* _SOURCE_
---*---

Ellen Baum: Hi, I'm Ellen Baum, and I'm 37 years old from Brooklyn Heights.
Janae Pierre: Ellen is one of those New Yorkers who walks across the Brooklyn Bridge to commute to work, clear her mind, and sometimes to meet friends in other boroughs.
Ellen Baum: I'm originally from Long Island, and I spent one year in Lower Manhattan, and because of my proximity to the bridge, I'm almost always on it. [chuckles] I'm probably in thousands of engagement photos in the background from people seeing me on it.
Janae Pierre: About a year ago, she started to notice that something strange was appearing along the walkway's chain link fences.
Ellen Baum: Hair ties, tissues, tampons, condoms, underwear, everything under the sun, tied to this.
Janae Pierre: Objectively, this is gross. Ellen thought so, so she decided to do something about it.
Ellen Baum: It was one of those moments where I was like, on a very micro level, I can affect change and do good things.
Janae Pierre: WNYC reporter Brittany Kriegstein met Ellen on the Brooklyn Bridge to talk to her about the unusual items people have been leaving and why she spent weeks cleaning them up. Brittany joins me now. Hey, Brittany.
Brittany Kriegstein: Hey, Janae. Thanks so much.

---*---

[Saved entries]
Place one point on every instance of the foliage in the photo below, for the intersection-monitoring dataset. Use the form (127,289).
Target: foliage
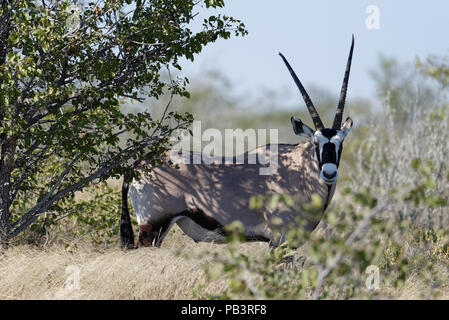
(390,217)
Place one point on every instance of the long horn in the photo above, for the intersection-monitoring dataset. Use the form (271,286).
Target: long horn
(314,114)
(344,88)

---*---

* _TASK LIST_
- A) According to the Brooklyn Bridge transcript, where is Ellen Baum originally from?
- B) Please extend the Brooklyn Bridge transcript from where it stops.

* _OUTPUTS_
- A) Long Island

- B)
Janae Pierre: All right. Let's start with when you met Ellen. You met her on the Brooklyn Bridge. Tell me, what did you see there?
Brittany Kriegstein: I saw the ending of Ellen's project. She was coming to the end of her cleaning up. Janae, that's not to say that I still didn't see a bunch of really nasty things in that chain link fence. There were hair ties, there were bandaids, used band aids, I may add. There were locks of hair, scraps of clothing, tissues, receipts. It was disgusting.
Janae Pierre: Why did Ellen decide that she was going to take it all down?
Brittany Kriegstein: I asked her that question, and she told me she started noticing a cacophony of trash building up.
Ellen Baum: Sometimes they fall off, and then it goes straight into the East River, which is super gross.
Brittany Kriegstein: Ellen told me after seeing all that, she posted on Reddit about it, trying to find some answers and wondering if other people had been noticing this stuff too. Then in early February--
Ellen Baum: I was walking across the bridge, and I remember reading the news that morning and feeling really defeated about the state of just everything.
Brittany Kriegstein: She was headed to meet her friends in Staten Island. Sometimes a hang with friends can turn things around.
Janae Pierre: It really can.
Ellen Baum: We had a great lunch. We had a great day, and it was one of those moments where I was like, "On a very micro level, I can affect change and do good things."
Brittany Kriegstein: She was inspired. When she got home, she decided, "I'm going to do something."
Ellen Baum: I posted on Reddit. I put a picture of it, and I was like, "I hate these, and I'm going to take them down." [laughs]
Janae Pierre: What did this cleanup actually involve?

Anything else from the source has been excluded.